### Stated exercise
Arrange the lines from the beginning of the stored data through the line holding "287L364 287L360 290L361", both included, as a JSON list of strings with one string per line. Omit any blank lines and the picture.

Stored data
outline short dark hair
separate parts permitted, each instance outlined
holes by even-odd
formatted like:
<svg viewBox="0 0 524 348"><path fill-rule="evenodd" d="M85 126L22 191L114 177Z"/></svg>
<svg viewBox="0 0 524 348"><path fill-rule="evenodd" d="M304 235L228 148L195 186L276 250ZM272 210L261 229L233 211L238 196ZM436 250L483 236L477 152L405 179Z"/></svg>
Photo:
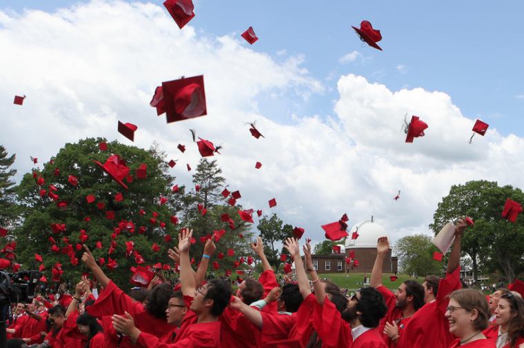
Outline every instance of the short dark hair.
<svg viewBox="0 0 524 348"><path fill-rule="evenodd" d="M413 296L413 307L416 311L418 311L422 308L422 306L425 305L424 302L424 297L425 296L424 287L416 280L405 280L404 284L405 284L406 297Z"/></svg>
<svg viewBox="0 0 524 348"><path fill-rule="evenodd" d="M374 287L364 287L360 290L361 297L356 303L356 310L362 314L360 322L365 327L377 327L381 319L387 314L387 306L382 294Z"/></svg>
<svg viewBox="0 0 524 348"><path fill-rule="evenodd" d="M233 289L223 279L212 279L208 284L205 298L213 300L213 307L210 314L214 316L220 316L231 301Z"/></svg>
<svg viewBox="0 0 524 348"><path fill-rule="evenodd" d="M138 289L133 289L129 291L129 297L138 301L141 303L143 303L147 300L149 300L149 297L151 296L151 293L149 290L144 287L139 287Z"/></svg>
<svg viewBox="0 0 524 348"><path fill-rule="evenodd" d="M430 288L433 289L433 294L436 297L436 294L439 294L439 285L441 283L441 278L436 276L427 276L424 278L423 283L426 283L426 287L427 289Z"/></svg>
<svg viewBox="0 0 524 348"><path fill-rule="evenodd" d="M291 313L298 311L302 301L304 300L299 285L292 283L284 285L280 299L285 304L285 309Z"/></svg>
<svg viewBox="0 0 524 348"><path fill-rule="evenodd" d="M248 278L244 280L245 286L241 290L240 295L244 298L244 303L251 305L262 298L264 286L258 280Z"/></svg>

### Answer below
[
  "outline short dark hair",
  "separate parts permitted, each instance outlined",
  "holes by even-odd",
  "formatted like:",
  "<svg viewBox=\"0 0 524 348\"><path fill-rule=\"evenodd\" d=\"M85 126L22 191L114 177Z\"/></svg>",
  "<svg viewBox=\"0 0 524 348\"><path fill-rule=\"evenodd\" d=\"M304 235L228 148L195 186L276 250ZM272 210L261 229L233 211L238 196ZM436 250L483 236L477 152L405 179Z\"/></svg>",
  "Photo:",
  "Outline every instance of the short dark hair.",
  "<svg viewBox=\"0 0 524 348\"><path fill-rule=\"evenodd\" d=\"M413 296L413 307L416 311L418 311L422 308L422 306L425 305L424 302L424 297L425 296L424 287L416 280L405 280L404 284L405 284L406 297Z\"/></svg>",
  "<svg viewBox=\"0 0 524 348\"><path fill-rule=\"evenodd\" d=\"M374 287L364 287L360 290L361 297L356 303L356 310L362 314L360 322L365 327L377 327L381 319L387 314L387 306L382 294Z\"/></svg>"
]